-- Start DOCUMENT EXTRACT --

This past month in December, I had the opportunity to visit the city for a month. While I was there I learned a lot about the country, the population there, and problems people face on a daily basis.

#1. Services are Extremely Cheap

If you were to get a haircut in India it would cost you around 50 rupees. That converts to less than one dollar. This same principle holds for all other types of services including food and drink, clothing, and transportation.

The fact that services are cheaper in less developed countries is often known as the Balassa-Samuelson effect. A US dollar in India can buy you a lot more than a US dollar can in America.

This is a basic economic principle that you learn in Macro 101 but I never fully understood the magnitude behind it. Everything in India seemed so cheap to me (goods and services) because I had been anchored by American prices.

Because services are so cheap, if you earn a lot of money in India, your lifestyle can be very good. An example of this is housekeeping. In order to have a full-time servant in Mumbai, it costs 15,000 rupees which are around 200 dollars. This is pretty affordable for most middle-class Indian citizens so you will see a lot more housekeepers in Indian households than you would see in America.

The stereotypical traveler to the Gulf for work

There are some hacks that a lot of people do to take advantage of this phenomenon. One is that a lot of Indians migrate from India to work in the Gulf (Middle East), or if they can get permanent residency, Canada. They earn in dirhams or dollars, which is a much stronger currency than the rupee, and then return back home when they are done.

#2 The Extreme Income Inequality

In India, there is no concept of a “minimum wage”. Millions of people there live in absolute poverty, in states of being that cannot even imagine. On the other side, there is also a lot of wealth concentrated in India. If you go to the right neighborhoods in Mumbai, like Bandra and Andheri, you will see people living in 60-story high rises, fully decked with tennis courts and swimming pools which can cost more than 1 million dollars for a 3 bedroom apartment.

-- End DOCUMENT EXTRACT --
-- Start DATA EXTRACT --

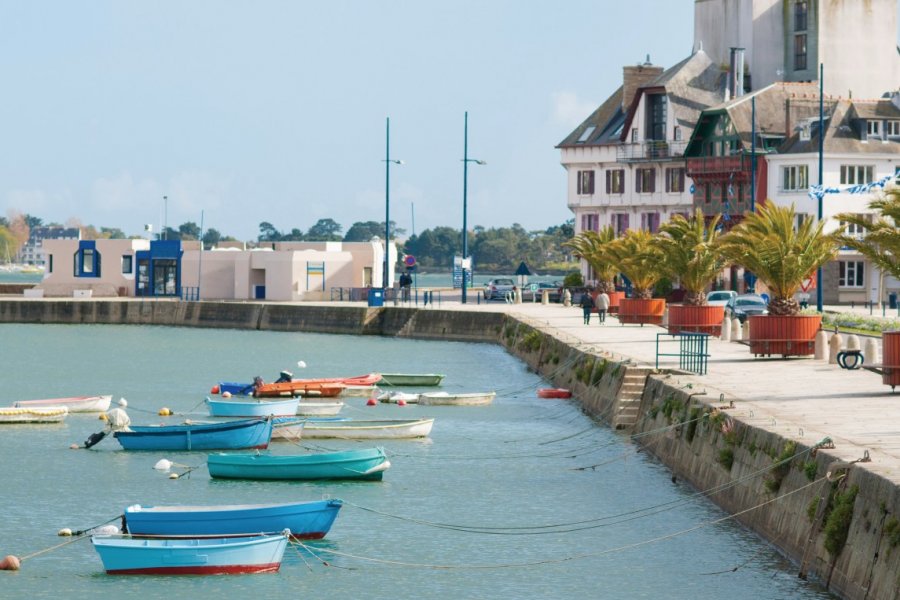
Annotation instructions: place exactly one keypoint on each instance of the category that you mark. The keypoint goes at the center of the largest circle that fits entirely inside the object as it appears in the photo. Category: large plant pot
(640, 310)
(695, 319)
(793, 335)
(890, 348)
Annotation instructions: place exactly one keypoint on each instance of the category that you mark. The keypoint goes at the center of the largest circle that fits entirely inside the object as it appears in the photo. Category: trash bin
(376, 297)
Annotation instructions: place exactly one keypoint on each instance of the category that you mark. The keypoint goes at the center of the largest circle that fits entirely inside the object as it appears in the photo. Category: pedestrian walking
(602, 306)
(587, 304)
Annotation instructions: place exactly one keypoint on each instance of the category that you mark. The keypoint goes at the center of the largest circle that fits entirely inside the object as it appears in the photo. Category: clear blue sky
(275, 110)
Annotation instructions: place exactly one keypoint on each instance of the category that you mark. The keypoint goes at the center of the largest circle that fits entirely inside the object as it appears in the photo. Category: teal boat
(368, 464)
(421, 379)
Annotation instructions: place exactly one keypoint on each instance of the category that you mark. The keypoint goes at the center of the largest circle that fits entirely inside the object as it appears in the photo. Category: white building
(624, 163)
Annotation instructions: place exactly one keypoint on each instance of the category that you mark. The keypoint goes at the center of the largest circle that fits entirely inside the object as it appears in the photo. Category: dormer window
(586, 134)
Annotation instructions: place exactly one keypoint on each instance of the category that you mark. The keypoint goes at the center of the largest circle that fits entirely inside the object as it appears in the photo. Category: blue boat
(368, 464)
(228, 435)
(125, 555)
(252, 407)
(306, 520)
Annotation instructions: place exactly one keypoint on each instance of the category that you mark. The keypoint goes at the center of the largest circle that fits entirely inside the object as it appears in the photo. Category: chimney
(636, 77)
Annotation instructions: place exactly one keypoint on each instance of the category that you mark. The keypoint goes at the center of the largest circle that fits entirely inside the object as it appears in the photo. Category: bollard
(736, 330)
(834, 346)
(870, 353)
(821, 345)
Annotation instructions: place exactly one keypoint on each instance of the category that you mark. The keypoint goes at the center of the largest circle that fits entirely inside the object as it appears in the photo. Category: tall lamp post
(466, 161)
(387, 201)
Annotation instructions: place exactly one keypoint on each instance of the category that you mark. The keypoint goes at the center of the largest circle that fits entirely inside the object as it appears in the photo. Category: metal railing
(692, 351)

-- End DATA EXTRACT --

WHAT THIS TASK INVOLVES: Please copy the account of a month in India above in full, word for word. This material has no connection to the account of a month in India.

SOLUTION:
This past month in December, I had the opportunity to visit the city for a month. While I was there I learned a lot about the country, the population there, and problems people face on a daily basis.

#1. Services are Extremely Cheap

If you were to get a haircut in India it would cost you around 50 rupees. That converts to less than one dollar. This same principle holds for all other types of services including food and drink, clothing, and transportation.

The fact that services are cheaper in less developed countries is often known as the Balassa-Samuelson effect. A US dollar in India can buy you a lot more than a US dollar can in America.

This is a basic economic principle that you learn in Macro 101 but I never fully understood the magnitude behind it. Everything in India seemed so cheap to me (goods and services) because I had been anchored by American prices.

Because services are so cheap, if you earn a lot of money in India, your lifestyle can be very good. An example of this is housekeeping. In order to have a full-time servant in Mumbai, it costs 15,000 rupees which are around 200 dollars. This is pretty affordable for most middle-class Indian citizens so you will see a lot more housekeepers in Indian households than you would see in America.

The stereotypical traveler to the Gulf for work

There are some hacks that a lot of people do to take advantage of this phenomenon. One is that a lot of Indians migrate from India to work in the Gulf (Middle East), or if they can get permanent residency, Canada. They earn in dirhams or dollars, which is a much stronger currency than the rupee, and then return back home when they are done.

#2 The Extreme Income Inequality

In India, there is no concept of a “minimum wage”. Millions of people there live in absolute poverty, in states of being that cannot even imagine. On the other side, there is also a lot of wealth concentrated in India. If you go to the right neighborhoods in Mumbai, like Bandra and Andheri, you will see people living in 60-story high rises, fully decked with tennis courts and swimming pools which can cost more than 1 million dollars for a 3 bedroom apartment.